Copy out only the stretch of items from the line containing "of the gravel" through the line containing "[[384, 918]]", both ends included, keeping every line as it stands except the answer coordinates. Shift each of those coordinates by adding 55 to it.

## Records supplied
○ ○ ○ ○ ○ ○ ○
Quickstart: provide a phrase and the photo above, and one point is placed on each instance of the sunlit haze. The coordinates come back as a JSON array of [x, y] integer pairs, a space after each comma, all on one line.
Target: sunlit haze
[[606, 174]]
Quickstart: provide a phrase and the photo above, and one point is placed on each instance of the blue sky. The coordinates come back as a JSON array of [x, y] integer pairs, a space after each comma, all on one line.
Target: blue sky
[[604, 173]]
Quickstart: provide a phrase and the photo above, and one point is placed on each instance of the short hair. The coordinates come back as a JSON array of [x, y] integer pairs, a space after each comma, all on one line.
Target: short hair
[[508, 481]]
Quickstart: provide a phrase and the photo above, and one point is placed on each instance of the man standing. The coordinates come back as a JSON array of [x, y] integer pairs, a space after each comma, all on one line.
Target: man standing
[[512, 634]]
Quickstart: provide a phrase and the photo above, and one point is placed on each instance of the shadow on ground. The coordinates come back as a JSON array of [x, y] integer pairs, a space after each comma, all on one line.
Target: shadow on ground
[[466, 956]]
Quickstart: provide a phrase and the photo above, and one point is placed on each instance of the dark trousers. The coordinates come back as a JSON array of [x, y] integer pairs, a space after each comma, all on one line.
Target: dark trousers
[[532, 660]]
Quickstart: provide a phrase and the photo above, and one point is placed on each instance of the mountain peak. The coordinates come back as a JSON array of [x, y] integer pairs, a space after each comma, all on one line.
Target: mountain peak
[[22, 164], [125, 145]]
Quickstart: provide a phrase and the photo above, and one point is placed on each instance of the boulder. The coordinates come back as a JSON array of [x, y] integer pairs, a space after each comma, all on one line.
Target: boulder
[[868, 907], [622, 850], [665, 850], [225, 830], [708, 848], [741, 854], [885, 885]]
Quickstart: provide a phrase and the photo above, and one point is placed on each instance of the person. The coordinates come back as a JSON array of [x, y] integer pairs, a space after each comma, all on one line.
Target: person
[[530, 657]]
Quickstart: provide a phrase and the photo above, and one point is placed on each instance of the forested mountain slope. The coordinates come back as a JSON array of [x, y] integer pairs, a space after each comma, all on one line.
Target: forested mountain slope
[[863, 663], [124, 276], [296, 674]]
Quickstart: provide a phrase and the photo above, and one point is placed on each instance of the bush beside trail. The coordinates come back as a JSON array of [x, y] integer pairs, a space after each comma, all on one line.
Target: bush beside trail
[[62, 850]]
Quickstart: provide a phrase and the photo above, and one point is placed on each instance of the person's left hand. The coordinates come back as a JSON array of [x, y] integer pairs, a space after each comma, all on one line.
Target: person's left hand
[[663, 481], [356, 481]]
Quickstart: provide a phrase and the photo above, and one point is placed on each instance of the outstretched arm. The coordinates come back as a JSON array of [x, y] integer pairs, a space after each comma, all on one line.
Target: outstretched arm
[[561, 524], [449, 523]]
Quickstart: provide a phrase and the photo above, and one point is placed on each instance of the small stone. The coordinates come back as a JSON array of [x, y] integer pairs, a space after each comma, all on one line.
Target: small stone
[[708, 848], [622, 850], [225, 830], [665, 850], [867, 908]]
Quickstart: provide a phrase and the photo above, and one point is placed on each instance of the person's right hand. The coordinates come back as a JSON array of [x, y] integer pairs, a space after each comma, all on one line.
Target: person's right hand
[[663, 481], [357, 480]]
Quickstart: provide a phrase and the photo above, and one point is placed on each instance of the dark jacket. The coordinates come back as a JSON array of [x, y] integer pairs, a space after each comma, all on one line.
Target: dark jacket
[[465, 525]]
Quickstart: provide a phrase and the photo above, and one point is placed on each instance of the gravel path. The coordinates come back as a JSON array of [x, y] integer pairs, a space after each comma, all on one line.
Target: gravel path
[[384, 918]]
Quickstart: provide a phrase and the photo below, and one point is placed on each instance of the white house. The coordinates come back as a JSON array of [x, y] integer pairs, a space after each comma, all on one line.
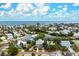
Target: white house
[[65, 43], [39, 42], [9, 36]]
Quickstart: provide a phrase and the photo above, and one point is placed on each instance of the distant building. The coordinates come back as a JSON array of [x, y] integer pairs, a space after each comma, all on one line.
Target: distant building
[[9, 36], [65, 43]]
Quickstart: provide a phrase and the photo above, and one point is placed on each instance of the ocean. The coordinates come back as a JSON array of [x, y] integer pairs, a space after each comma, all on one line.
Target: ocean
[[31, 22]]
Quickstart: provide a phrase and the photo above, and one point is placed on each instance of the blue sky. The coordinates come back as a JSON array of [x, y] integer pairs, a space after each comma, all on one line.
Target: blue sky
[[39, 12]]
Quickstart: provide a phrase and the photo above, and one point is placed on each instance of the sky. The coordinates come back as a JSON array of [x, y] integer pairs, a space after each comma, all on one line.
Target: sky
[[39, 12]]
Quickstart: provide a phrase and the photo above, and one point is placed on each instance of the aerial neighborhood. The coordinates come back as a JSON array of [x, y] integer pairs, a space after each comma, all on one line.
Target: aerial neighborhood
[[40, 40]]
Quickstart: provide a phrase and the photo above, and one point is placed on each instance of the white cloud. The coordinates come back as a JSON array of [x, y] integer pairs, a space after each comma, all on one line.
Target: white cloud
[[24, 7], [53, 9], [60, 6], [41, 10], [6, 6]]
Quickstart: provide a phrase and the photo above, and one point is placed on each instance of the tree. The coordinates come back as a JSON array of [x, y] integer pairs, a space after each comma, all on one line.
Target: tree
[[33, 54], [2, 54], [12, 50], [45, 45]]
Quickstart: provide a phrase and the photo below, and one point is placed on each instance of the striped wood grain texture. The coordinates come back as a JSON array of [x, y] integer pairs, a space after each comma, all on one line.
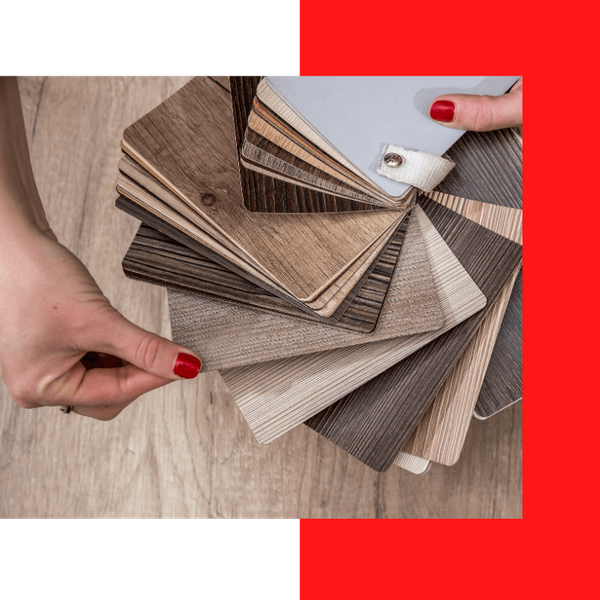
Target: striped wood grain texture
[[279, 395], [441, 432], [374, 422], [185, 451], [227, 336], [188, 144], [135, 184], [159, 259], [264, 193], [489, 169], [297, 159]]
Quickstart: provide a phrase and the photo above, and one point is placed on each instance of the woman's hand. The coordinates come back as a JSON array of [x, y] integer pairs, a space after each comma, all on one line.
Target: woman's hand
[[56, 326], [52, 314], [480, 113]]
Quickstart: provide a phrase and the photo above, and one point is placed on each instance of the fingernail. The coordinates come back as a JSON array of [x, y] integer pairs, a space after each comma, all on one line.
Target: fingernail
[[187, 366], [442, 110]]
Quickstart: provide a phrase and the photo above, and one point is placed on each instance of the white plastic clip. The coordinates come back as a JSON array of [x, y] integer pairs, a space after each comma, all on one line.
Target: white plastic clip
[[420, 169]]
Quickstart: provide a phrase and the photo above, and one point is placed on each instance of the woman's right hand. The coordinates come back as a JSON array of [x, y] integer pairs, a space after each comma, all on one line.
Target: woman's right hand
[[52, 314]]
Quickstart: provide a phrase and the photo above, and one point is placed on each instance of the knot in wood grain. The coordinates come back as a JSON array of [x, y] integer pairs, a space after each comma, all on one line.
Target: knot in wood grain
[[208, 199]]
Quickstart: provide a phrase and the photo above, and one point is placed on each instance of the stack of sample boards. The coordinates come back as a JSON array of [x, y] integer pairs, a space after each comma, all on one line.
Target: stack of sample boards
[[343, 261]]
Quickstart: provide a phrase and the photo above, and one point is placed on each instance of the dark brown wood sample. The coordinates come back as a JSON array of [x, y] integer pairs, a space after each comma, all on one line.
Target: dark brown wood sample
[[489, 169], [156, 258], [374, 421], [188, 143], [263, 193]]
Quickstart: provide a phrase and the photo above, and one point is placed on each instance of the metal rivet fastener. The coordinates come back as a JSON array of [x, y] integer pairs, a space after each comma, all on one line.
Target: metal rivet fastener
[[208, 199], [392, 159]]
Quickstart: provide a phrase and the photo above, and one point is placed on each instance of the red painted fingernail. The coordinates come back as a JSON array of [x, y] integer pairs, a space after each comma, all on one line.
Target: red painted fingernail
[[442, 110], [187, 366]]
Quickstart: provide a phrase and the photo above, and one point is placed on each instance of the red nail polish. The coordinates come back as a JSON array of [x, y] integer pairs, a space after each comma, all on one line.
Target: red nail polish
[[187, 366], [442, 110]]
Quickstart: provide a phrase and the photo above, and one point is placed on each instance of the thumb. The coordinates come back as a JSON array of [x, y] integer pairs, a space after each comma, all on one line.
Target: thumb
[[479, 113], [147, 351]]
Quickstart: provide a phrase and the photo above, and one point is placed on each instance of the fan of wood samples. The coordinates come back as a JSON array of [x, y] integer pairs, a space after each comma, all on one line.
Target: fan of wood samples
[[382, 316]]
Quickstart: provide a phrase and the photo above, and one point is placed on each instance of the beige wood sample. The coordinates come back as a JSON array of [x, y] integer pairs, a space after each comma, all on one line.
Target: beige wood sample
[[269, 126], [277, 396], [135, 183], [184, 451], [188, 144], [442, 430], [227, 336]]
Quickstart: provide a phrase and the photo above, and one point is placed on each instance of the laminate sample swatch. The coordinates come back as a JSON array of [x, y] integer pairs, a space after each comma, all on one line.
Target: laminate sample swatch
[[159, 259], [441, 432], [226, 336], [295, 158], [135, 183], [277, 396], [489, 169], [264, 193], [381, 110], [375, 421], [188, 144]]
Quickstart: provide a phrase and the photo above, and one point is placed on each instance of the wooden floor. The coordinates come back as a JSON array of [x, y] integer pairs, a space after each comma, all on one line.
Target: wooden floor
[[184, 451]]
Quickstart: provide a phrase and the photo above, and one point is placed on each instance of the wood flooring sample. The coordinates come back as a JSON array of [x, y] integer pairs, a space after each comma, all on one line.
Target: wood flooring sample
[[441, 432], [226, 336], [375, 421], [157, 258], [188, 143], [263, 192], [277, 396], [489, 169]]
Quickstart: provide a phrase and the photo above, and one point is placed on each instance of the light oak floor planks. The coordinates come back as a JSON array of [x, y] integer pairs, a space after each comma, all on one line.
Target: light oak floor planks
[[229, 336], [185, 451], [279, 395], [374, 422], [159, 259], [188, 143]]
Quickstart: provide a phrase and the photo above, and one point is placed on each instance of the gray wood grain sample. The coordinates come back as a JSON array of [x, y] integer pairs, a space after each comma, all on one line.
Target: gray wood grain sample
[[188, 143], [278, 395], [159, 259], [489, 169], [140, 187], [374, 422], [441, 432], [227, 336], [264, 193]]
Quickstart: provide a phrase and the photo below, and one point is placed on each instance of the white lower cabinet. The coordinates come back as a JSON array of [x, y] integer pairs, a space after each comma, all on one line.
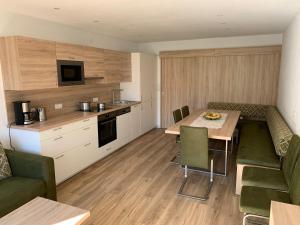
○ ○ ○ ○ ○ ○ ○
## Task result
Quickstart: provide a phrase and the photo above, and one point is placed on each instance of the gravel path. The coordinates come back as a JSON array of [x, y] integer pairs, a space after each comma, all on one line.
Target: gravel path
[[439, 973]]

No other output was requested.